→ GIVEN REQUEST A
In the drone videos thread, what does Kevin137 say authorities would likely class as a structure?
→ GIVEN REQUEST B
Please continue the drone videos thread from the point where it stops.

→ SELECTED EXTRACT
Start
# Drone Videos of Snowboarding and Skiing



## ridinbend (Aug 2, 2012)

Here ya go


----------



## chomps1211 (Mar 30, 2011)

I'm waiting for the clip where someone gets enough air to run into the poorly positioned, hovering drone! Should be an EPIC fail! :laugh:

:hairy:


----------



## flipstah (Feb 3, 2015)

chomps1211 said:


> I'm waiting for the clip where someone gets enough air to run into the poorly positioned, hovering drone! Should be an EPIC fail! :laugh:
> 
> :hairy:


:laughat:

I've been looking to invest in a drone for shots like these. 

I have to doublecheck the policies on using one in the park for the reason you mentioned :injured:


----------



## Kevin137 (May 5, 2013)

flipstah said:


> :laughat:
> 
> I've been looking to invest in a drone for shots like these.
> 
> I have to doublecheck the policies on using one in the park for the reason you mentioned :injured:


You'll probably need to be aware of not only the resort policies, but also the law as well, as there are many stipulations that will be included like you can't fly over people can't fly near buildings etc... in fact they would class the pylon as a structure, and it may be that that causes issues legally...

You can find the regulations for the legality of it for Canada here.
End
→ RECORD EXTRACTS
Start
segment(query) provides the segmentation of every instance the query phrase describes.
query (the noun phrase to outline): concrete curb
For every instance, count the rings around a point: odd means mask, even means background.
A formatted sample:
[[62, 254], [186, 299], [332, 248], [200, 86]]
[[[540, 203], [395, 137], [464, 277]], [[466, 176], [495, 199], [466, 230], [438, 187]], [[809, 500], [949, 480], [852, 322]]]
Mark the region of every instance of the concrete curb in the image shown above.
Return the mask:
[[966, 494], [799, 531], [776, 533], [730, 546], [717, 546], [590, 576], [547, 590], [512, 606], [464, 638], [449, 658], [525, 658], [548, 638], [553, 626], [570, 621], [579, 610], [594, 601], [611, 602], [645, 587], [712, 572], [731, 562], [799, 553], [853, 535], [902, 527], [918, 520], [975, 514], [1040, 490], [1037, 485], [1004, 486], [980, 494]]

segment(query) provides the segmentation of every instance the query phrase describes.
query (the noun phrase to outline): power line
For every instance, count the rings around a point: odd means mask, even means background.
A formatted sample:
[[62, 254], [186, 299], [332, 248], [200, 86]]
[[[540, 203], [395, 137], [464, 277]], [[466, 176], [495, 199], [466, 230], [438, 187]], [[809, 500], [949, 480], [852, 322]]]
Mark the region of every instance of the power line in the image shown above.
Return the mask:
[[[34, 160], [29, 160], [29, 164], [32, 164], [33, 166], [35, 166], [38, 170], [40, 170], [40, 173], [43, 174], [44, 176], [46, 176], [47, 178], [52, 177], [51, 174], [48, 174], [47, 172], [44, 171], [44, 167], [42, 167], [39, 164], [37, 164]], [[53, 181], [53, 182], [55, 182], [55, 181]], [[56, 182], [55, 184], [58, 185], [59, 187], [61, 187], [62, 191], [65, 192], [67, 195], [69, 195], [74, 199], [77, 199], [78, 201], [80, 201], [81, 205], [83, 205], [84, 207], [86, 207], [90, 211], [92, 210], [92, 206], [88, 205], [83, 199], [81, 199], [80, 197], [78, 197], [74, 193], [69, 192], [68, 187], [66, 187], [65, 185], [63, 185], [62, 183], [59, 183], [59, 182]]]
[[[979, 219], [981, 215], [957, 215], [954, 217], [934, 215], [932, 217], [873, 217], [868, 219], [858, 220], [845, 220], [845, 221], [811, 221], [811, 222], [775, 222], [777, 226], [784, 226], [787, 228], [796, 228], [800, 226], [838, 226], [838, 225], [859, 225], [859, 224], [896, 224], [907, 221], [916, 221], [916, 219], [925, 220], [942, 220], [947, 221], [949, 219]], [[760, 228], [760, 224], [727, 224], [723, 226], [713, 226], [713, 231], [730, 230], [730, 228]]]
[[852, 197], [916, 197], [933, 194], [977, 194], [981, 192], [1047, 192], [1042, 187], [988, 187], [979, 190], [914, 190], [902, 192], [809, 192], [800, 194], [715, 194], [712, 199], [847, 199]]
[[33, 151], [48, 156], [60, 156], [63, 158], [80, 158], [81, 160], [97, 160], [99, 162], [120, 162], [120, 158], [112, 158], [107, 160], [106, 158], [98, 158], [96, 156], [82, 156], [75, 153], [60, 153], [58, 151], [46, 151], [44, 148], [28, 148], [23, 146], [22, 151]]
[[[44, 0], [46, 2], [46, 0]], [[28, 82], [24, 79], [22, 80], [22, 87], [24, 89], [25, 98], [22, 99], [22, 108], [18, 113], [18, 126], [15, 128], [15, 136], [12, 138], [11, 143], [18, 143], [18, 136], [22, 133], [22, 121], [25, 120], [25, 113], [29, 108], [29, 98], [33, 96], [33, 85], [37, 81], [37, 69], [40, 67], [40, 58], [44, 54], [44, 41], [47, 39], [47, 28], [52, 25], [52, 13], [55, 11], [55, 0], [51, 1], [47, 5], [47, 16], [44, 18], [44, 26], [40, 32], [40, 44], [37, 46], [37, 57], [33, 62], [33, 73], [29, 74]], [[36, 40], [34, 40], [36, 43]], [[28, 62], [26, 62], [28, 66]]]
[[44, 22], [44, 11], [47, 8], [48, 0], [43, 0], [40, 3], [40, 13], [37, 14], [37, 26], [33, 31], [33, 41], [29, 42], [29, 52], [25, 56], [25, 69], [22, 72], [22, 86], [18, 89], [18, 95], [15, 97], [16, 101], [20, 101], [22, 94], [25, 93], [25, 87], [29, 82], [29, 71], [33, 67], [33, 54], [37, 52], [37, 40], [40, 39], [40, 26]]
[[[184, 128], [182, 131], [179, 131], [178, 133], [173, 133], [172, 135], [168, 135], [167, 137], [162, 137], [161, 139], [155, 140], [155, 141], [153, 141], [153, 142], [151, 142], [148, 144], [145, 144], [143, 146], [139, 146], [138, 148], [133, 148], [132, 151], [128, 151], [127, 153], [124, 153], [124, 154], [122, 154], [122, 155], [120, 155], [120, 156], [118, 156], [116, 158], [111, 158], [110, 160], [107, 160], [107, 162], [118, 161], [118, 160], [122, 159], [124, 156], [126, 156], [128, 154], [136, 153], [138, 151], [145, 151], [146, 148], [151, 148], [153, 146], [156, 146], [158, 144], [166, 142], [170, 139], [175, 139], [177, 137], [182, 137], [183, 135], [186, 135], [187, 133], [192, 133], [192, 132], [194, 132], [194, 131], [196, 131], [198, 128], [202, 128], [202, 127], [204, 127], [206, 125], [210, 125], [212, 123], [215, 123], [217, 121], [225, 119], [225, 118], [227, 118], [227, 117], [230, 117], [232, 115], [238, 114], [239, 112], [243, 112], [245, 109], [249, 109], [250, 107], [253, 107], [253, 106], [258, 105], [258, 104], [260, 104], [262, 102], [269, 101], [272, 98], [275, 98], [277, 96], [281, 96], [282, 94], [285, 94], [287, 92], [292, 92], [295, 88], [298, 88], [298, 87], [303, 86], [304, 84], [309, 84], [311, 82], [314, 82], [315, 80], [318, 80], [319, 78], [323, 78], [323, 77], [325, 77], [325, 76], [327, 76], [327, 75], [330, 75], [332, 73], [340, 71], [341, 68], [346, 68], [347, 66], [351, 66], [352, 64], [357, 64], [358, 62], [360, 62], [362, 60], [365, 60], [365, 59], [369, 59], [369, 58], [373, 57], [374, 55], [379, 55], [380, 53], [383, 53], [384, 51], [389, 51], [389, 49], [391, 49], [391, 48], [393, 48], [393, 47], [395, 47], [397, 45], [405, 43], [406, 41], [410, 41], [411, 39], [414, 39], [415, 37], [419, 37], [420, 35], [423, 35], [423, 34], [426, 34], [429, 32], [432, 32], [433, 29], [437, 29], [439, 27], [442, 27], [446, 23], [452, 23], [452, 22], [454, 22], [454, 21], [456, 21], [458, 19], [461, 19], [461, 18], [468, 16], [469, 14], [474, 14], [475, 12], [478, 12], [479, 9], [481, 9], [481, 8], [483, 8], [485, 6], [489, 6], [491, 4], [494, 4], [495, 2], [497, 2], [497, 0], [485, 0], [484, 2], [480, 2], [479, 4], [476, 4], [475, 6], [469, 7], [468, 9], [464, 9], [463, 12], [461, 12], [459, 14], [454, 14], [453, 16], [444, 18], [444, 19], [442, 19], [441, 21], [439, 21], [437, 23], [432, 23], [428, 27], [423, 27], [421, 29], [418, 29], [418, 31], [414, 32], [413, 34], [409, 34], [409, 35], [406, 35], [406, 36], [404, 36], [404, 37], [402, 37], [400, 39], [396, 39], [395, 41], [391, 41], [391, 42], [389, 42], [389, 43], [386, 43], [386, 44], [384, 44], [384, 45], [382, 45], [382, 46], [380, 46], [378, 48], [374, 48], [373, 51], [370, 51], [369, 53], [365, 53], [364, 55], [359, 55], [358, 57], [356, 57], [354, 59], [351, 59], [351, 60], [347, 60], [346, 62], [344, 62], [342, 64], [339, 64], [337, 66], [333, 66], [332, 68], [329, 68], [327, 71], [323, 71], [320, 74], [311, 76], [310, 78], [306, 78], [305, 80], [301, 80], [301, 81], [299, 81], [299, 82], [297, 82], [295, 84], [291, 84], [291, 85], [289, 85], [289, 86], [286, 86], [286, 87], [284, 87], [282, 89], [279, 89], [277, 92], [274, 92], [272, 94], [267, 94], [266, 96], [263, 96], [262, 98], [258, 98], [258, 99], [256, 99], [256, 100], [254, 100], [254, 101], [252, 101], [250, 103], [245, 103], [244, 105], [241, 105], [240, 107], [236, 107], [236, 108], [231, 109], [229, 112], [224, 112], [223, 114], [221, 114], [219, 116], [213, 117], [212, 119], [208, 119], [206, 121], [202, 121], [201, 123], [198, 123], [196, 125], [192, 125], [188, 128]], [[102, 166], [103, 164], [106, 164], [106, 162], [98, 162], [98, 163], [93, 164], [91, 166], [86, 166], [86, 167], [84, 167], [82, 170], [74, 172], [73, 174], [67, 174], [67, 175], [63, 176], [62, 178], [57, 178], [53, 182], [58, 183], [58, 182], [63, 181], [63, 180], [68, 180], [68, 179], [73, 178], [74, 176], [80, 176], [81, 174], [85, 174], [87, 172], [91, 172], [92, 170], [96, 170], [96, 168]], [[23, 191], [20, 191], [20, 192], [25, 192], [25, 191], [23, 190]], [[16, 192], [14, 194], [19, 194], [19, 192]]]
End
→ EXPECTED OUTPUT A
The pylon.

→ EXPECTED OUTPUT B
Flying an unmanned aircraft - Transport Canada

But do you want a drone you have to fly, or will fly itself...

Look at Airdog if it is the later...


----------



## flipstah (Feb 3, 2015)

Kevin137 said:


> You'll probably need to be aware of not only the resort policies, but also the law as well, as there are many stipulations that will be included like you can't fly over people can't fly near buildings etc... in fact they would class the pylon as a structure, and it may be that that causes issues legally...
> 
> You can find the regulations for the legality of it for Canada here.
> 
> ...


https://www.airdog.com/pre-order-yours

BRB.

That's relatively cheap for a gimbal and the technology that you get with it! DAMN.


----------



## AKLarry (Mar 27, 2012)

nothing to crazy just a little fun with friends. 

Thanksgiviner '14 on Vimeo


----------



## flipstah (Feb 3, 2015)

AKLarry said:


> nothing to crazy just a little fun with friends.
> 
> Thanksgiviner '14 on Vimeo


That's cool. I subscribed. :happy:


----------



## deagol (Mar 26, 2014)

AKLarry said:


> nothing to crazy just a little fun with friends.


awesome.. :eusa_clap:


----------



## Kevin137 (May 5, 2013)

flipstah said:


> https://www.airdog.com/pre-order-yours
> 
> BRB.
> 
> That's relatively cheap for a gimbal and the technology that you get with it! DAMN.


I don't need to BRB, i already have 2 ordered, but i am also a BETA tester for them...


----------



## Swede (Mar 23, 2013)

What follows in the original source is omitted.